##### Отрывок
Но всё это — в большей степени о человеке, нежели о стихах, созданию которых он посвятил жизнь. И тут приходится столкнуться с любопытным парадоксом.


Некогда для себя я сформулировал, что едва ли не главнейшая подспудная интенция, движущая пишущим, — чтобы его неизвестные еще стихи опознавались по первой прочитанной строфе (если не строчке).


Всякий большой поэт оставляет после себя некое расширение инструментария, которым потом волен пользоваться кто ни попадя. В случае Коржавина мы сталкиваемся с сознательной установкой на отказ от любых приемов версификационного украшательства. С стремлением к речи «точной и нагой». Может, поэтому в его стихах (как, к слову, в статьях) столь часты афористичные, предельно емкие (и потому во внешнем декоре не нуждающиеся) формулировки?
##########
Выпишите все фрагменты, которые в отрывке о Коржавине выше заключены в круглые скобки.
##### Записанные данные
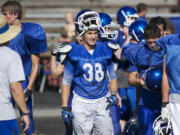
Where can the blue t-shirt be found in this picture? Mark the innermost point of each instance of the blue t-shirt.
(31, 40)
(142, 19)
(141, 59)
(171, 47)
(120, 39)
(89, 71)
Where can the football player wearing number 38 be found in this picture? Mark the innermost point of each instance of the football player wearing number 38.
(87, 65)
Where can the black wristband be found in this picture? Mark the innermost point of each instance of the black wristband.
(113, 92)
(23, 113)
(164, 104)
(65, 108)
(53, 54)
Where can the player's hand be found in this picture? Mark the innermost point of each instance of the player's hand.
(63, 51)
(165, 111)
(119, 101)
(141, 81)
(66, 115)
(25, 120)
(27, 94)
(112, 100)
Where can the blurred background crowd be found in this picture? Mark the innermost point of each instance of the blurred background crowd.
(57, 18)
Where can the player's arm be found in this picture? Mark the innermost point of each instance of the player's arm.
(134, 80)
(34, 71)
(113, 86)
(67, 80)
(56, 69)
(165, 85)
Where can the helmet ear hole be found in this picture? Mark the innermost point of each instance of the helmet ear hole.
(136, 30)
(107, 25)
(124, 15)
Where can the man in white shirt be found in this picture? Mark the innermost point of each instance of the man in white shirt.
(11, 76)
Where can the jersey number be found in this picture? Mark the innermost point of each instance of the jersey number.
(99, 74)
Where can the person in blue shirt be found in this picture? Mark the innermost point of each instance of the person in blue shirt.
(142, 57)
(170, 80)
(87, 66)
(29, 43)
(160, 22)
(142, 11)
(136, 32)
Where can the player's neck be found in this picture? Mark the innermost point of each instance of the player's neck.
(88, 47)
(17, 22)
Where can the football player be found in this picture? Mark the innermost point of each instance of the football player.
(87, 66)
(142, 58)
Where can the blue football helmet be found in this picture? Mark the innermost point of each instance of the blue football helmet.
(85, 20)
(106, 30)
(136, 30)
(126, 15)
(162, 127)
(132, 126)
(153, 78)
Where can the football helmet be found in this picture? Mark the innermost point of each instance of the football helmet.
(132, 127)
(85, 20)
(107, 25)
(126, 15)
(161, 127)
(153, 78)
(136, 30)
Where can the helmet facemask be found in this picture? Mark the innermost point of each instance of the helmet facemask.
(108, 31)
(88, 21)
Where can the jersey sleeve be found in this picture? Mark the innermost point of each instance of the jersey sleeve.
(68, 73)
(15, 69)
(35, 37)
(111, 72)
(162, 43)
(132, 68)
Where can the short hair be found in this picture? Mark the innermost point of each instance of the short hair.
(141, 7)
(170, 26)
(14, 7)
(158, 21)
(152, 31)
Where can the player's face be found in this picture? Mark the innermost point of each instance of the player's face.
(151, 42)
(167, 32)
(161, 29)
(90, 37)
(10, 18)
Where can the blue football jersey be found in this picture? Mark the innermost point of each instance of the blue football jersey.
(31, 40)
(89, 71)
(141, 59)
(171, 48)
(120, 39)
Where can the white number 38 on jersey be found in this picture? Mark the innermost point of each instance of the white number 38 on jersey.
(99, 74)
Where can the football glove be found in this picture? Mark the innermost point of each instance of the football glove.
(113, 46)
(27, 94)
(112, 100)
(66, 115)
(165, 111)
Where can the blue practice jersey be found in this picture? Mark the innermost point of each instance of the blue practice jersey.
(141, 59)
(171, 47)
(89, 71)
(31, 40)
(142, 19)
(120, 39)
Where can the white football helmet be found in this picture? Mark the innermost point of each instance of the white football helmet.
(87, 20)
(162, 127)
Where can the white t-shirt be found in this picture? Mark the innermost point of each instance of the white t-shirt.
(11, 70)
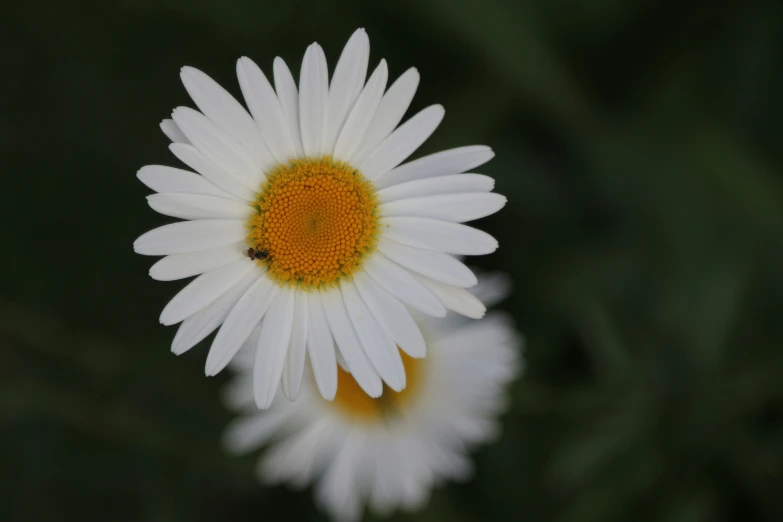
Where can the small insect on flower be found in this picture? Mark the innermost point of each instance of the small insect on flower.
(252, 253)
(352, 236)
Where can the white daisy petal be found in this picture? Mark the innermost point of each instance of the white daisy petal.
(402, 142)
(393, 315)
(320, 347)
(390, 111)
(267, 112)
(170, 179)
(435, 265)
(245, 358)
(378, 346)
(204, 290)
(297, 458)
(172, 132)
(197, 206)
(350, 139)
(349, 344)
(190, 156)
(190, 236)
(308, 238)
(431, 234)
(457, 208)
(223, 109)
(218, 147)
(456, 299)
(388, 452)
(313, 100)
(180, 266)
(453, 184)
(272, 347)
(402, 285)
(452, 161)
(297, 350)
(287, 93)
(245, 315)
(339, 490)
(347, 82)
(197, 327)
(247, 434)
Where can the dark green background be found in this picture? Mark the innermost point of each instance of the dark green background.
(638, 142)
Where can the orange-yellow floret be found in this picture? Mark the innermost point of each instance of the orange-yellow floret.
(353, 402)
(317, 219)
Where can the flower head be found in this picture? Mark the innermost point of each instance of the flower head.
(301, 220)
(391, 450)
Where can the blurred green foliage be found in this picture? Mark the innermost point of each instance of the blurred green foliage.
(638, 142)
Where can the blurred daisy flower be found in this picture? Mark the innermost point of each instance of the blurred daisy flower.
(388, 451)
(301, 218)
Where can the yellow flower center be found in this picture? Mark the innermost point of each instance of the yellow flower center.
(353, 402)
(315, 221)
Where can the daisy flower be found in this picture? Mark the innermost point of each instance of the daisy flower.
(300, 217)
(389, 451)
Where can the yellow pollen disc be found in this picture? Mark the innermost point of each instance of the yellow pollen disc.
(316, 219)
(353, 402)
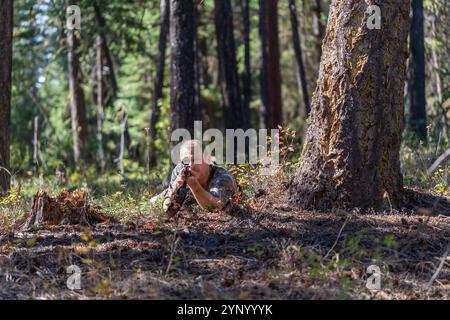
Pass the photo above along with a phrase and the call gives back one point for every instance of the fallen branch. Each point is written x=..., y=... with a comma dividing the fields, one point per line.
x=444, y=257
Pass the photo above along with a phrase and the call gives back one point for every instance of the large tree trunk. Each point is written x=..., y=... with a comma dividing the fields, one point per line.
x=159, y=81
x=351, y=154
x=233, y=111
x=6, y=32
x=77, y=101
x=416, y=83
x=301, y=78
x=182, y=95
x=273, y=59
x=318, y=27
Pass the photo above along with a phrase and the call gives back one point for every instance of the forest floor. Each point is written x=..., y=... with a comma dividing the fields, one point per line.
x=271, y=250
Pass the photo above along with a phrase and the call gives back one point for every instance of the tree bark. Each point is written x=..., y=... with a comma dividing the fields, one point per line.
x=107, y=53
x=159, y=80
x=263, y=75
x=100, y=102
x=351, y=154
x=6, y=38
x=273, y=59
x=182, y=95
x=77, y=101
x=318, y=28
x=416, y=83
x=247, y=77
x=231, y=96
x=301, y=78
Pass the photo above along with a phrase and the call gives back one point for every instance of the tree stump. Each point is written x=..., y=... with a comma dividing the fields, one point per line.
x=68, y=208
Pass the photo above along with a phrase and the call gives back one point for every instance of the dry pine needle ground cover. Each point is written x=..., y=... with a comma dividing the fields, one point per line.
x=269, y=250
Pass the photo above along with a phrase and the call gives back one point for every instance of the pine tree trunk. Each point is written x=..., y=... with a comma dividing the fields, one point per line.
x=246, y=79
x=273, y=59
x=100, y=102
x=264, y=111
x=77, y=102
x=159, y=81
x=318, y=28
x=6, y=32
x=182, y=95
x=416, y=83
x=301, y=78
x=233, y=111
x=351, y=154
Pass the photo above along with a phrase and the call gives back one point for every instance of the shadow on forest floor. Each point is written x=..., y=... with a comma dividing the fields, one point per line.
x=270, y=251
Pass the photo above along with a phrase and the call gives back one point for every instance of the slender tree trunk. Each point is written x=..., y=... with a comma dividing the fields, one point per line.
x=234, y=115
x=77, y=102
x=182, y=95
x=301, y=78
x=159, y=80
x=100, y=102
x=351, y=154
x=318, y=28
x=197, y=91
x=106, y=52
x=264, y=69
x=6, y=38
x=247, y=77
x=36, y=142
x=274, y=75
x=416, y=83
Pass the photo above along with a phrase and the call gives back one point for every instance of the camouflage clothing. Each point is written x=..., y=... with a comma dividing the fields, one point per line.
x=221, y=185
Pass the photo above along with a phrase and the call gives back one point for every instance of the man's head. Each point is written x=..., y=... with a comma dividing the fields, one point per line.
x=191, y=153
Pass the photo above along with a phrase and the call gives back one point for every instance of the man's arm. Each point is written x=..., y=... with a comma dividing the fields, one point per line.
x=204, y=199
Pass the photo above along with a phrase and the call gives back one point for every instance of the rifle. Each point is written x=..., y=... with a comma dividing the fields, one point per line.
x=180, y=194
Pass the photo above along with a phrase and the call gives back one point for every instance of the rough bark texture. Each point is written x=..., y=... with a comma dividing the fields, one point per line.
x=231, y=96
x=351, y=153
x=416, y=83
x=159, y=80
x=301, y=78
x=273, y=59
x=6, y=27
x=318, y=28
x=69, y=207
x=77, y=102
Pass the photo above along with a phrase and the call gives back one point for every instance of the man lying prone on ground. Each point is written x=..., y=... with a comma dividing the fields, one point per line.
x=201, y=182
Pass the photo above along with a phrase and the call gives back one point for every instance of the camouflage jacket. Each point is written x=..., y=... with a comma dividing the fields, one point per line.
x=221, y=184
##########
Ответ к заданию -
если не строчке
как, к слову, в статьях
и потому во внешнем декоре не нуждающиеся